(Excerpts from location labeling data)
◆ ◆ ◆ ◆
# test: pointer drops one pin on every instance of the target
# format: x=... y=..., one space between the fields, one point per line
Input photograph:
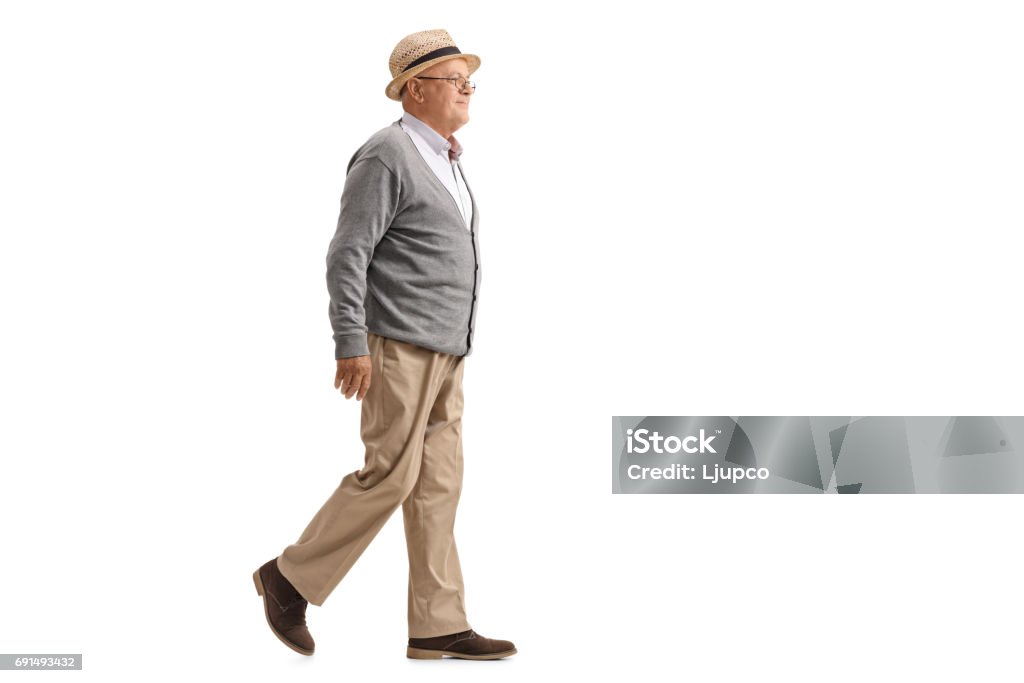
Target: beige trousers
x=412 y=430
◆ ◆ ◆ ◆
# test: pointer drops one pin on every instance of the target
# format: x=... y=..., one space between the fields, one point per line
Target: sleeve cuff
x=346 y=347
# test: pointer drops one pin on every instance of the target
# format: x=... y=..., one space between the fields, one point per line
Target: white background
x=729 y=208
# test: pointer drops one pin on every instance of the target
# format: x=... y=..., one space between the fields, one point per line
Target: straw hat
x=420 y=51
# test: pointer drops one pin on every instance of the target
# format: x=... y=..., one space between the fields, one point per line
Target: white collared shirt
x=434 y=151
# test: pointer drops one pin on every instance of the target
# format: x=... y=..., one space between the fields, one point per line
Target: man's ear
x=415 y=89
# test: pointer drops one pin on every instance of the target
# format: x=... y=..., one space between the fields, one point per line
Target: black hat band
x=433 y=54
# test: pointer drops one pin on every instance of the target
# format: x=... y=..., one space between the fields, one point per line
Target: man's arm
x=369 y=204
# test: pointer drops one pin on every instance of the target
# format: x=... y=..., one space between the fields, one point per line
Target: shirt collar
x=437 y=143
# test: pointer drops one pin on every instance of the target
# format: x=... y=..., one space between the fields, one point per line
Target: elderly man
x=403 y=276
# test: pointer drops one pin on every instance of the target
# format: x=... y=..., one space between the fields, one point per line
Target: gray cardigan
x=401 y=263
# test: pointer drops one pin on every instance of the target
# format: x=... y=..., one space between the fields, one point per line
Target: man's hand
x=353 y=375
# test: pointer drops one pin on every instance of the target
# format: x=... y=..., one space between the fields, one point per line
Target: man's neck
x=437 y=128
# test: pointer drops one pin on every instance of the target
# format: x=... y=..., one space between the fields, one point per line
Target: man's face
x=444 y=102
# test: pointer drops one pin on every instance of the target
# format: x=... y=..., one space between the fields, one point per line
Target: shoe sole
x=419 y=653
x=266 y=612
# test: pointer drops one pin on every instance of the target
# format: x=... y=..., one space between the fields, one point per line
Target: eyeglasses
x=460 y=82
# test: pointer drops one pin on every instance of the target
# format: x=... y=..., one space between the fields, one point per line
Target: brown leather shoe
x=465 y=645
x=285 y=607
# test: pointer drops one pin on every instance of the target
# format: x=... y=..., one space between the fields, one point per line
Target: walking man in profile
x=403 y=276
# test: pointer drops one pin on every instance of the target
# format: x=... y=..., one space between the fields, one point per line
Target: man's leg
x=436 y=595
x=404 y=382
◆ ◆ ◆ ◆
### What you will do
Please state how many lines of the entries contain the string "shirt", giving only the number.

### Completed task
2